Work to be completed
Quote every item below verbatim, leaving the pictures out of your answer.

Record list
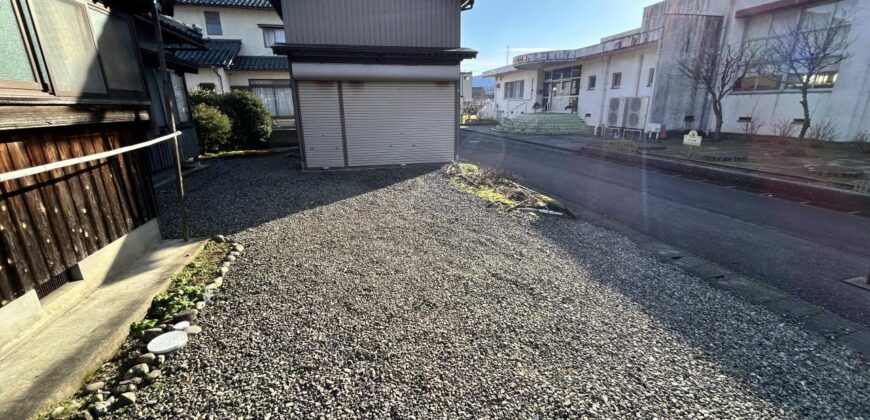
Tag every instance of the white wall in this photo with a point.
(207, 75)
(513, 107)
(847, 105)
(236, 24)
(634, 66)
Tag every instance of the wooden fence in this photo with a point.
(51, 221)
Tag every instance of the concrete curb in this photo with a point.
(781, 186)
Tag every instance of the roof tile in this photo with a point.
(218, 52)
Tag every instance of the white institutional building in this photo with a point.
(630, 80)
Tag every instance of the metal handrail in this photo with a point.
(21, 173)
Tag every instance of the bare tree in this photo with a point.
(719, 71)
(810, 55)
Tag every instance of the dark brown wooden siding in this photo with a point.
(51, 221)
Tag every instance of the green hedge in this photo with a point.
(251, 121)
(213, 128)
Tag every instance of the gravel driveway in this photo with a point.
(388, 293)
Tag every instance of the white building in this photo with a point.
(239, 36)
(631, 79)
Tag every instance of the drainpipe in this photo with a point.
(220, 78)
(639, 76)
(604, 87)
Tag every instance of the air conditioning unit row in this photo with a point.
(627, 112)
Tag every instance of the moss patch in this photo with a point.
(494, 186)
(184, 291)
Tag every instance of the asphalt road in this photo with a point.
(804, 250)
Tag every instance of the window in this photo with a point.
(515, 89)
(213, 23)
(16, 69)
(822, 80)
(69, 46)
(759, 82)
(617, 81)
(115, 41)
(272, 35)
(276, 94)
(178, 92)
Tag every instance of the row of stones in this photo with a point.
(144, 368)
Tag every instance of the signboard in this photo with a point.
(692, 139)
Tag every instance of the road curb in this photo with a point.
(810, 317)
(777, 185)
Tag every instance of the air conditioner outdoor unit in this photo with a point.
(615, 112)
(635, 112)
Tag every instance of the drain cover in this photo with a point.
(858, 282)
(168, 343)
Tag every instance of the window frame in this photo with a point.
(38, 85)
(52, 68)
(272, 84)
(613, 79)
(49, 91)
(205, 14)
(509, 89)
(121, 93)
(264, 28)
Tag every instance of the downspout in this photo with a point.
(220, 78)
(639, 76)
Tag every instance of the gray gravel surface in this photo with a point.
(388, 293)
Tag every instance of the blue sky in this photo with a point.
(541, 25)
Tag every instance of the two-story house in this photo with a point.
(631, 79)
(376, 81)
(239, 38)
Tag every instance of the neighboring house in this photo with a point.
(238, 55)
(74, 82)
(630, 79)
(376, 81)
(465, 90)
(184, 37)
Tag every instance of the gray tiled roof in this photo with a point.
(247, 62)
(246, 4)
(218, 52)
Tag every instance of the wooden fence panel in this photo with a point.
(51, 221)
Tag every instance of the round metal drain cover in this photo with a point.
(168, 343)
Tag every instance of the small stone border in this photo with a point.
(724, 157)
(835, 171)
(136, 368)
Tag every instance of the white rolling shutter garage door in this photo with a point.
(321, 123)
(389, 123)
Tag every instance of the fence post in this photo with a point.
(170, 114)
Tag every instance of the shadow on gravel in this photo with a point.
(236, 194)
(770, 357)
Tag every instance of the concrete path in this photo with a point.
(804, 250)
(52, 363)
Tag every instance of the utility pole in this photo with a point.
(170, 117)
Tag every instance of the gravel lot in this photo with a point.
(388, 293)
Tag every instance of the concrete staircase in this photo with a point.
(553, 124)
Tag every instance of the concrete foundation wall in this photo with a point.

Problem solution
Tag every instance of the white wall in this photo with a point.
(207, 75)
(513, 107)
(847, 105)
(236, 24)
(634, 66)
Tag every instance of the wooden fence in this photo with a point.
(51, 221)
Tag every instance of the concrete curb in this photo with a point.
(781, 186)
Tag every instance of the roof tile in this photo with a point.
(218, 52)
Tag every instance of the white institutional building in this photo with a point.
(630, 80)
Tag every instance of the metal handrail in this photo with a point.
(21, 173)
Tag every instance of the bare tree in this photo with a point.
(719, 71)
(810, 55)
Tag every instance of the dark brown wooden siding in this photo with a point.
(51, 221)
Tag every instance of the green hedge in this photo with a point.
(251, 121)
(213, 128)
Tag every instance of the gravel driveway in this photo with a point.
(388, 293)
Tag every instance of the white building in this photo with a point.
(239, 36)
(631, 79)
Tag every instance of the drainpipe in this photo with a point.
(220, 78)
(639, 76)
(604, 87)
Tag every instance of the air conditioning unit row in this photo with a point.
(627, 112)
Tag every instance of the moss patch in this photo with a point.
(494, 186)
(184, 291)
Tag every instance of the asphalt road in this photo with a point.
(804, 250)
Tag every instance of the window in this photo with a point.
(515, 89)
(213, 23)
(16, 69)
(822, 80)
(69, 46)
(759, 82)
(617, 81)
(115, 41)
(272, 35)
(276, 94)
(178, 92)
Tag every instance of the row of stones in this photo with a point.
(144, 368)
Tag every instance of the signboard in this photo with a point.
(692, 139)
Tag every instance of the road curb in this photo with a point.
(810, 317)
(777, 185)
Tag every instance of the air conditioner outdoor unit in this photo with a point.
(615, 112)
(635, 112)
Tag every instance of the drain cover in this photo with a point.
(858, 282)
(168, 343)
Tag every instance of the window frame in this photo with a point.
(38, 85)
(52, 68)
(272, 84)
(613, 79)
(49, 91)
(205, 14)
(509, 89)
(121, 93)
(264, 28)
Tag every instance of the downspout in this photo with a point.
(220, 78)
(639, 76)
Tag every instance of the gray gravel surface in this photo with a point.
(388, 293)
Tag every instance of the blue sky in this photo with a point.
(541, 25)
Tag every instance of the two-story house in this photo with a point.
(631, 79)
(376, 81)
(239, 38)
Tag every instance of the neighboring house in this photo with a point.
(238, 55)
(74, 82)
(630, 79)
(376, 81)
(465, 90)
(184, 37)
Tag every instance of the gray tiled roof in this photo with a point.
(247, 62)
(246, 4)
(218, 52)
Tag every instance of the wooden fence panel in this photo with a point.
(51, 221)
Tag every instance of the round metal drain cover in this photo with a point.
(168, 343)
Tag every instance of the small stone border in this photo with a point.
(724, 157)
(835, 171)
(136, 368)
Tag every instance of the white rolling shutter garage door in this photo with a point.
(321, 123)
(389, 123)
Tag every instance of the fence post in this photo with a point.
(170, 114)
Tag every instance of the shadow on gravel in this photo with a point.
(236, 194)
(770, 357)
Tag every instance of the concrete path in this photo with a point.
(804, 250)
(52, 363)
Tag every instance of the utility pole in this photo with a point.
(170, 117)
Tag every instance of the gravel lot in this photo with a point.
(388, 293)
Tag every instance of the concrete staircase in this photo with a point.
(553, 124)
Tag every instance of the concrete foundation wall in this photo with a point.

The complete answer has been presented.